Problem statement
Please give the listing again, word for word, with nothing left out.

(Part of a data file)
-- Start --
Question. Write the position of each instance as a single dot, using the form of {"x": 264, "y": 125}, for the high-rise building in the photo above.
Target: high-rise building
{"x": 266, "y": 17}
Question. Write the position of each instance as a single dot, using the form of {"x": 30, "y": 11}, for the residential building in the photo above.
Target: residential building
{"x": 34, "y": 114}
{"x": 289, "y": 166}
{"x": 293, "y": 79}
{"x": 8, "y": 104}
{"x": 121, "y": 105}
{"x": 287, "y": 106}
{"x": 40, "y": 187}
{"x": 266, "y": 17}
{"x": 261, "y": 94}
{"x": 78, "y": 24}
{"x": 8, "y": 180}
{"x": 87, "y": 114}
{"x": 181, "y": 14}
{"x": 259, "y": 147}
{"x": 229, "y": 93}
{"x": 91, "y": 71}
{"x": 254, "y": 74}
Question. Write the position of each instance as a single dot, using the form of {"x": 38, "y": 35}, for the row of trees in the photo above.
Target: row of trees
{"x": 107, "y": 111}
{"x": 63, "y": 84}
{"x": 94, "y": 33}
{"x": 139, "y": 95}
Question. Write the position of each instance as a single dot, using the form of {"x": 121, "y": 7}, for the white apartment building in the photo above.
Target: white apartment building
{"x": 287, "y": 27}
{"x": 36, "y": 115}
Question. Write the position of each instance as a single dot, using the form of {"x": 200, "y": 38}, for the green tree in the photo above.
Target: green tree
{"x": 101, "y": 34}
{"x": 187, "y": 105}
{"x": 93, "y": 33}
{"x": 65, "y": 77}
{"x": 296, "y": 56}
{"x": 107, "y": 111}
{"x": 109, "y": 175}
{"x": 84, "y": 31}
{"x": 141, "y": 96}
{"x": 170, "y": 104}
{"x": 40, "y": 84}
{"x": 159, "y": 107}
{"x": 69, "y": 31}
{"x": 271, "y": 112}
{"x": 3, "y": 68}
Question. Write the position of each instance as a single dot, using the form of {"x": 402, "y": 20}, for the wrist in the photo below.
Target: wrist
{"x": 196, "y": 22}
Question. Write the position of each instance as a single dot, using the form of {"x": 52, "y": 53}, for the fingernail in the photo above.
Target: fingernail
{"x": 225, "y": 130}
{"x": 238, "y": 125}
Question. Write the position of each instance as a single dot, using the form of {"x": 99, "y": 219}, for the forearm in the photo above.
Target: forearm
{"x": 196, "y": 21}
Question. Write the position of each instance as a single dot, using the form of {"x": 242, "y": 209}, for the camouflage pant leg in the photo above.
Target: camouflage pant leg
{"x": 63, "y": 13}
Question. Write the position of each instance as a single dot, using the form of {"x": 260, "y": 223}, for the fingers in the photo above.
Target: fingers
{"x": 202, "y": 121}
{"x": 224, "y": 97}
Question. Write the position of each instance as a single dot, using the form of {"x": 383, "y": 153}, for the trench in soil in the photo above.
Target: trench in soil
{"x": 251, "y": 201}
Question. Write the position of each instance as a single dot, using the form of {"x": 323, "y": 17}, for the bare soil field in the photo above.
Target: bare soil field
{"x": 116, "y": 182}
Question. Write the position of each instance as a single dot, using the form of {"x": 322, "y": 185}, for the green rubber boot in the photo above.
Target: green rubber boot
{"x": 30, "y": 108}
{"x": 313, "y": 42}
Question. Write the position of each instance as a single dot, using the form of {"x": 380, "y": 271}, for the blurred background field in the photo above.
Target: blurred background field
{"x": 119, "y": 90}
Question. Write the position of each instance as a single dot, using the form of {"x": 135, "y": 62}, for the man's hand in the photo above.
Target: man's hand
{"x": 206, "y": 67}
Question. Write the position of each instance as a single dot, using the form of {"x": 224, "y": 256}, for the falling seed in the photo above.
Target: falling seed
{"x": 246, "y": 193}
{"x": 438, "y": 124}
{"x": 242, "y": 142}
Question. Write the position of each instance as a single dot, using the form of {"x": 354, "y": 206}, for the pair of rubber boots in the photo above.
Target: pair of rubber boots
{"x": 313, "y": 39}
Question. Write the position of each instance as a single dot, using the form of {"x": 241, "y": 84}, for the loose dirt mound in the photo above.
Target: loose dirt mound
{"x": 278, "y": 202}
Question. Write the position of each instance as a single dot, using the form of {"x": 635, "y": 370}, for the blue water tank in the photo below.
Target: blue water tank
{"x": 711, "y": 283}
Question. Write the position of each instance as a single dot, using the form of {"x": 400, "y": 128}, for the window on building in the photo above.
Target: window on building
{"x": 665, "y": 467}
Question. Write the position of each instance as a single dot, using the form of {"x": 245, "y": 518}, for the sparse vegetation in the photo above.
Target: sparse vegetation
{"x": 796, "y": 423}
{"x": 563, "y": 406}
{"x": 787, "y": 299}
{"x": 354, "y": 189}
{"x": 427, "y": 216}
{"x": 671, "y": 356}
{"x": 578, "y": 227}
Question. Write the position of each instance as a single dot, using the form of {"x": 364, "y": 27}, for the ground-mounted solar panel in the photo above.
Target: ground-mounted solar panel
-- End --
Answer below
Question. Write the position of each instance as a single dot, using the form of {"x": 264, "y": 125}, for the high-rise building in the photo above.
Target: high-rise building
{"x": 266, "y": 17}
Question. Write the position of each instance as a single dot, using the form of {"x": 30, "y": 11}, for the residential building in the photo above.
Target: residential building
{"x": 34, "y": 114}
{"x": 289, "y": 166}
{"x": 293, "y": 79}
{"x": 8, "y": 104}
{"x": 121, "y": 105}
{"x": 287, "y": 106}
{"x": 40, "y": 187}
{"x": 266, "y": 17}
{"x": 261, "y": 94}
{"x": 78, "y": 24}
{"x": 8, "y": 180}
{"x": 87, "y": 114}
{"x": 181, "y": 14}
{"x": 259, "y": 147}
{"x": 229, "y": 93}
{"x": 91, "y": 71}
{"x": 254, "y": 74}
Question. Write the position of each instance as a single dot, using the form of {"x": 38, "y": 35}, for the row of trees in the photo above.
Target: row of trees
{"x": 107, "y": 111}
{"x": 63, "y": 84}
{"x": 94, "y": 33}
{"x": 139, "y": 95}
Question. Write the position of each instance as a single dot, using the form of {"x": 121, "y": 7}, for the white apartment building in the photo above.
Target: white apartment building
{"x": 287, "y": 27}
{"x": 36, "y": 115}
Question. Write the position of each instance as a single dot, using the form of {"x": 200, "y": 38}, for the green tree in the photo above.
Target: green tree
{"x": 101, "y": 34}
{"x": 187, "y": 105}
{"x": 93, "y": 33}
{"x": 65, "y": 77}
{"x": 296, "y": 56}
{"x": 107, "y": 111}
{"x": 109, "y": 175}
{"x": 84, "y": 31}
{"x": 141, "y": 96}
{"x": 170, "y": 104}
{"x": 40, "y": 84}
{"x": 159, "y": 107}
{"x": 69, "y": 31}
{"x": 271, "y": 112}
{"x": 3, "y": 68}
Question. Write the position of each instance as a single dot, using the form of {"x": 402, "y": 20}, for the wrist in the photo below.
Target: wrist
{"x": 196, "y": 22}
Question. Write the position of each instance as a single dot, using the form of {"x": 52, "y": 53}, for the fingernail in the photo above.
Target: fingernail
{"x": 225, "y": 130}
{"x": 238, "y": 125}
Question. Write the position of each instance as a single dot, using the form of {"x": 99, "y": 219}, for the forearm in the photo above.
Target: forearm
{"x": 196, "y": 21}
Question. Write the position of each instance as a single dot, using the form of {"x": 242, "y": 209}, for the camouflage pant leg in the photo above.
Target: camouflage pant leg
{"x": 63, "y": 13}
Question. Write the position of each instance as a single dot, using the form of {"x": 260, "y": 223}, for the fingers in the photo above.
Target: fingers
{"x": 202, "y": 121}
{"x": 224, "y": 97}
Question. Write the position of each instance as a single dot, using the form of {"x": 383, "y": 153}, for the trench in soil in the photo above.
Target: trench in soil
{"x": 251, "y": 201}
Question. Write the position of each instance as a single dot, using the form of {"x": 323, "y": 17}, for the bare soil field in the photo above.
Target: bare soil field
{"x": 116, "y": 182}
Question. Write the position of each instance as a single dot, using the form of {"x": 322, "y": 185}, for the green rubber boot in the photo above.
Target: green rubber boot
{"x": 30, "y": 108}
{"x": 313, "y": 42}
Question. Write the position of each instance as a single dot, using the form of {"x": 380, "y": 271}, for the blurred background field in the photo above.
Target: blurred background field
{"x": 119, "y": 90}
Question. Write the position of each instance as a single dot, using the form of {"x": 135, "y": 62}, for the man's hand in the photo above.
Target: man's hand
{"x": 206, "y": 67}
Question. Write the position of each instance as a single dot, using the form of {"x": 224, "y": 256}, for the falling seed in the photo above.
Target: falling seed
{"x": 246, "y": 193}
{"x": 438, "y": 124}
{"x": 242, "y": 142}
Question. Write the position of each instance as a single dot, using the form of {"x": 354, "y": 206}, for the pair of rubber boots in the photo above.
Target: pair of rubber boots
{"x": 313, "y": 39}
Question. Write the position of each instance as a single dot, using the form of {"x": 241, "y": 84}, for the loose dirt mound in the photo above.
Target: loose dirt mound
{"x": 278, "y": 202}
Question. Write the position of each instance as a single dot, using the form of {"x": 635, "y": 370}, for the blue water tank in the photo below.
Target: blue water tank
{"x": 711, "y": 283}
Question. Write the position of each instance as a single dot, using the form of {"x": 400, "y": 128}, for the window on building in the photo above.
Target: window on building
{"x": 665, "y": 467}
Question. Write the position of each instance as a single dot, using the form of {"x": 245, "y": 518}, for the sparse vegetation in the photo above.
Target: sparse vegetation
{"x": 796, "y": 423}
{"x": 563, "y": 406}
{"x": 787, "y": 299}
{"x": 354, "y": 189}
{"x": 427, "y": 216}
{"x": 671, "y": 356}
{"x": 578, "y": 227}
Question. Write the position of each instance as a single dot, using the form of {"x": 364, "y": 27}, for the ground-mounted solar panel in the photo above.
Target: ground-mounted solar panel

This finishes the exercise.